:: ARTICLE ::
# How many clicks in 2012?



## distant.star (Jan 2, 2013)

.
Anyone have any idea how many pictures they took in 2012?

I did a little research and learned I took about 30,000 pictures last year.

The files in my T2i indicate 26,000 with that camera. So, I'm guessing combining with the other cameras (S95, 1V, a Lumix, a Yashica, etc.) it's in the 30,000 range.

I don't think I need to do another of those 365 projects! Wore me out.

Just curious where other folks are with this.


----------



## rpt (Jan 2, 2013)

So looks like with my 2000 shots (give or take a hundred) I come a close second - for now anyway


----------



## callaesthetics (Jan 2, 2013)

I bought my 5D3 back in March and have rolled over my file numbers (9999) twice so i'm well over 20,000. I was switching between the 7D for half the year too.


----------



## RLPhoto (Jan 2, 2013)

50,000 with my 5Dc, 7D, and 5D3's together.


----------



## Dylan777 (Jan 2, 2013)

Just 5D III - I got over 6000clicks for less than 7months.


----------



## Danielle (Jan 2, 2013)

Just over 10k somewhere.


----------



## jdramirez (Jan 2, 2013)

I can do a quick search to see how many jpg/raw shots I have from 2012.

Dataset excerpt:

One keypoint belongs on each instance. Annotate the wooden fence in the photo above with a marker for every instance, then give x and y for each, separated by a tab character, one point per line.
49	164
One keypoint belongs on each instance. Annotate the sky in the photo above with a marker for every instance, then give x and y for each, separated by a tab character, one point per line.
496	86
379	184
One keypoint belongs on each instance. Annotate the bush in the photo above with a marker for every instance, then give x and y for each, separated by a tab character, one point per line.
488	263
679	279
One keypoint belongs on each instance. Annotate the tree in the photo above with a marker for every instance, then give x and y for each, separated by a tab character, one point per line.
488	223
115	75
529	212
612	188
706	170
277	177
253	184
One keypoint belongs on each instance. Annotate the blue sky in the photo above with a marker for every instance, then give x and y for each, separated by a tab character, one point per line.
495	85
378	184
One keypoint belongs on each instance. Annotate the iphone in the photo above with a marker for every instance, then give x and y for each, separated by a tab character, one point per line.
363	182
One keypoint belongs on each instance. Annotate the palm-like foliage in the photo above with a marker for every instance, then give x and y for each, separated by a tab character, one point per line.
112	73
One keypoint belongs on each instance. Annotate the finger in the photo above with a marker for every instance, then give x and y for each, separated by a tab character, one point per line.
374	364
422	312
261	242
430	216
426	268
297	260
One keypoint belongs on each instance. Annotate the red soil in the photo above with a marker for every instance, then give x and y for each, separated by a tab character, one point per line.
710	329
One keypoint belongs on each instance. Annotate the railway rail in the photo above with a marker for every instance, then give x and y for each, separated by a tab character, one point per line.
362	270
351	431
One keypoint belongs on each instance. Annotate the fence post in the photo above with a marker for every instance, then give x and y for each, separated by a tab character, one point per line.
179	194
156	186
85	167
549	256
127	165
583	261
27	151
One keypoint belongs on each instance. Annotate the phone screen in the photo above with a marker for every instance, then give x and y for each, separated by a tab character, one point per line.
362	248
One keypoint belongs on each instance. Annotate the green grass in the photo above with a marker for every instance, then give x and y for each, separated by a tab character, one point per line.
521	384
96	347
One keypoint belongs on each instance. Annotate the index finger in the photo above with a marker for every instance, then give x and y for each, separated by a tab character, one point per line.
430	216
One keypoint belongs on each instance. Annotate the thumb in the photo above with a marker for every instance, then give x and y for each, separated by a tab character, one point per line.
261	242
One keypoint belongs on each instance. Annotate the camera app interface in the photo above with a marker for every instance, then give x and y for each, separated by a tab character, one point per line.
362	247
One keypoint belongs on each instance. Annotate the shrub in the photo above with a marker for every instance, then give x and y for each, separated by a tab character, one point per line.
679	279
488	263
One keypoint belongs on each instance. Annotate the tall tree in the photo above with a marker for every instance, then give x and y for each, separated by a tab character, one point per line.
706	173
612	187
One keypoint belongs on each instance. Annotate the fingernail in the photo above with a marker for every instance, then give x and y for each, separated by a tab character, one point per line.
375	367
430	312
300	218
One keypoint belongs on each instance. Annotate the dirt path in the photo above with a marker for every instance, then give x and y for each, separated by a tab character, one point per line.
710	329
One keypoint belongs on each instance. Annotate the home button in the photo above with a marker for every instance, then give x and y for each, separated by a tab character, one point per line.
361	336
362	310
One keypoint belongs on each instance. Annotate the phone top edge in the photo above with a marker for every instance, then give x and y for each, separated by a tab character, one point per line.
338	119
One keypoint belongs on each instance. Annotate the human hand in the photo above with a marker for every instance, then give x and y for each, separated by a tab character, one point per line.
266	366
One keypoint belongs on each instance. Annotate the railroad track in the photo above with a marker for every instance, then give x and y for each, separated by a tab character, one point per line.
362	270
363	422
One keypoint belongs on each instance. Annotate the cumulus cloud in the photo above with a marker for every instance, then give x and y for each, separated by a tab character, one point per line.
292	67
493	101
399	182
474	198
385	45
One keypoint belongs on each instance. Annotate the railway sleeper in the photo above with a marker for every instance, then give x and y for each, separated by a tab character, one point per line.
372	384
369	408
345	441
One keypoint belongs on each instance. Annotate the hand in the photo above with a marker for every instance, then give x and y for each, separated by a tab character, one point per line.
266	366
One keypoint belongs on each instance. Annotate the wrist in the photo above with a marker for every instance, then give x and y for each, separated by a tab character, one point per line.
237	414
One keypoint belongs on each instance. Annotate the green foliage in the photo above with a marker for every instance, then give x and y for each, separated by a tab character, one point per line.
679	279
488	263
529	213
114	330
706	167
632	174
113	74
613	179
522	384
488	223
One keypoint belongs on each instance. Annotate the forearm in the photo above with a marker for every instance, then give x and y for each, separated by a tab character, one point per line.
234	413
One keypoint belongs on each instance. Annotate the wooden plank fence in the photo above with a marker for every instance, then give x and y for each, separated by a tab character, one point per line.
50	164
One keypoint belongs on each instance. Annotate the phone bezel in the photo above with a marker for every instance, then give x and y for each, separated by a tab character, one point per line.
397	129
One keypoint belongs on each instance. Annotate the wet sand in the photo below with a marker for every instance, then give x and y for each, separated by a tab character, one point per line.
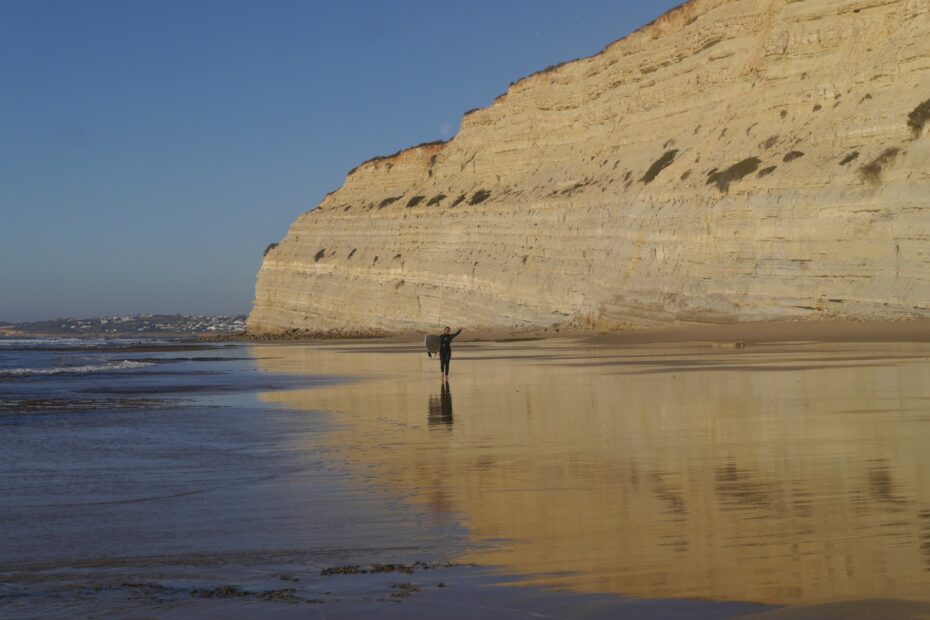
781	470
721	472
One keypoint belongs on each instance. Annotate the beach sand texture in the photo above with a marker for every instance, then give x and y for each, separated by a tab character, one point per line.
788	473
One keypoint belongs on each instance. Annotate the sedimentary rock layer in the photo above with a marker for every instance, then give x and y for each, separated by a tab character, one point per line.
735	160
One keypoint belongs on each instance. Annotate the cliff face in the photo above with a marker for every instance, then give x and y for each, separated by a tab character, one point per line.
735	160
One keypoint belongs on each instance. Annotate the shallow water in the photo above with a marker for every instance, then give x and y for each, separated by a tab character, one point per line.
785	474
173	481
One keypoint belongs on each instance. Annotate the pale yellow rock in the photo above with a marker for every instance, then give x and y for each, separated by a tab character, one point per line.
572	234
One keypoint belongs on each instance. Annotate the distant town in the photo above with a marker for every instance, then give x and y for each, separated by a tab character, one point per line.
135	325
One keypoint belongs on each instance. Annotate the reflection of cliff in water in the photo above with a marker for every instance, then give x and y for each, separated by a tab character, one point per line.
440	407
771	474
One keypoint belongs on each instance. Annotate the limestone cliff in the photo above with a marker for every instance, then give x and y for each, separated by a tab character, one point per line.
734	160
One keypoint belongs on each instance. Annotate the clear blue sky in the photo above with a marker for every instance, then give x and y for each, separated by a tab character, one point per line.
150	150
==
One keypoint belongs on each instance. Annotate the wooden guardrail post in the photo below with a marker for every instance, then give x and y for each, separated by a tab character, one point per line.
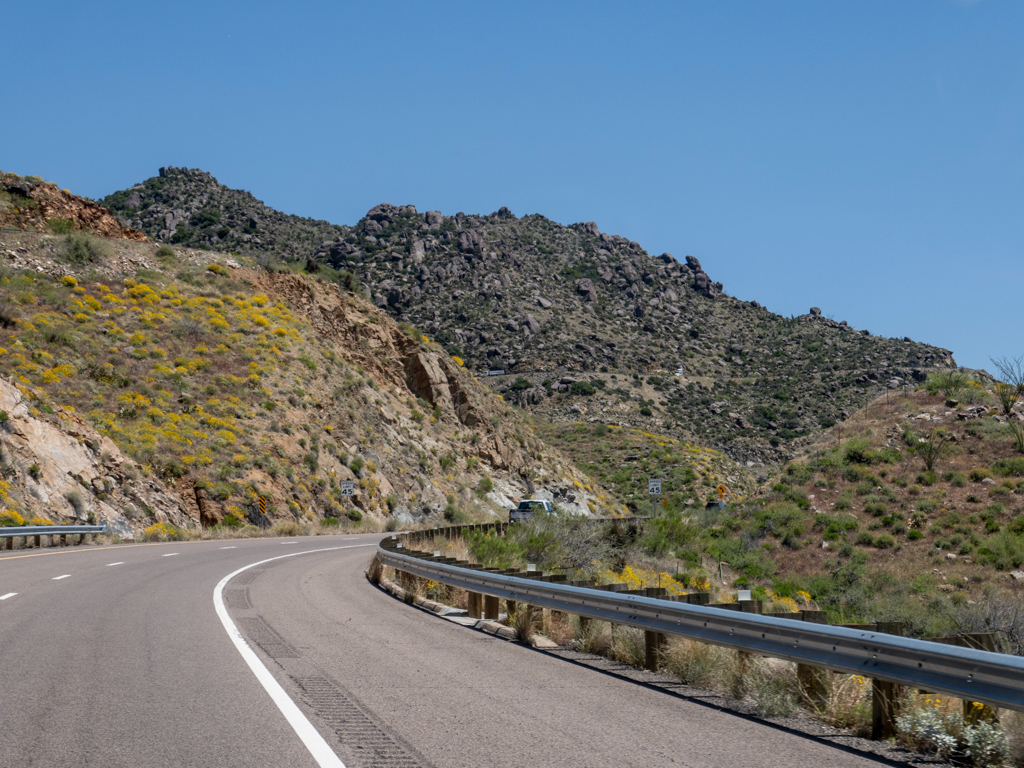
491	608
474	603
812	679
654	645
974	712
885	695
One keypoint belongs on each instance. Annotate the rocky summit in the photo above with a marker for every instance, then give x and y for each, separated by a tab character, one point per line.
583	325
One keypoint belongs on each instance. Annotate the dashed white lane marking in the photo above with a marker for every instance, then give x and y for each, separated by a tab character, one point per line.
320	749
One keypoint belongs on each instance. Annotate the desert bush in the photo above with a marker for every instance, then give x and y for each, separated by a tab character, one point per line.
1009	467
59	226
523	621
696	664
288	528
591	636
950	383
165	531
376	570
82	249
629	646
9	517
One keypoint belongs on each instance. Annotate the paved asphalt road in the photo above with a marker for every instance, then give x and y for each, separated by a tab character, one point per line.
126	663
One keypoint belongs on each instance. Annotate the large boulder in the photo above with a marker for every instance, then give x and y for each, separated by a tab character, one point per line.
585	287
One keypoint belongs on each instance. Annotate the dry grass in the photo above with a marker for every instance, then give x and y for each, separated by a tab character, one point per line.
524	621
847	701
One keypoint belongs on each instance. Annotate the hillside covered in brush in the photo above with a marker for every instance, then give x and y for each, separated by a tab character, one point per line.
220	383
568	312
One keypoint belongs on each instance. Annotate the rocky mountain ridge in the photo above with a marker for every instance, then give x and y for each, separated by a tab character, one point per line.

:: AIM A ::
In the forum thread about 2012 shot counts, can you turn the paragraph beginning "I bought my 5D3 back in March" into a short bulleted list that keeps its main facts?
:: AIM B ::
Answer these questions from the forum thread on 2012 shot counts:
(i) How many files does distant.star's T2i indicate?
(ii) What total does RLPhoto report, and with which cameras?
(iii) How many clicks did Dylan777 get with the 5D III, and over what period?
:: AIM C ::
Can you repeat the stretch of the thread from "# How many clicks" through "the 30,000 range.", word for word?

:: WRITTEN RESPONSE A ::
- Bought a 5D3 in March
- File numbers (max 9999) have rolled over twice, so the total is well over 20,000
- Also switched between the 5D3 and the 7D for half the year

:: WRITTEN RESPONSE B ::
(i) 26,000
(ii) 50,000, with the 5Dc, 7D, and 5D3's together
(iii) Over 6000, in less than 7 months

:: WRITTEN RESPONSE C ::
# How many clicks in 2012?



## distant.star (Jan 2, 2013)

.
Anyone have any idea how many pictures they took in 2012?

I did a little research and learned I took about 30,000 pictures last year.

The files in my T2i indicate 26,000 with that camera. So, I'm guessing combining with the other cameras (S95, 1V, a Lumix, a Yashica, etc.) it's in the 30,000 range.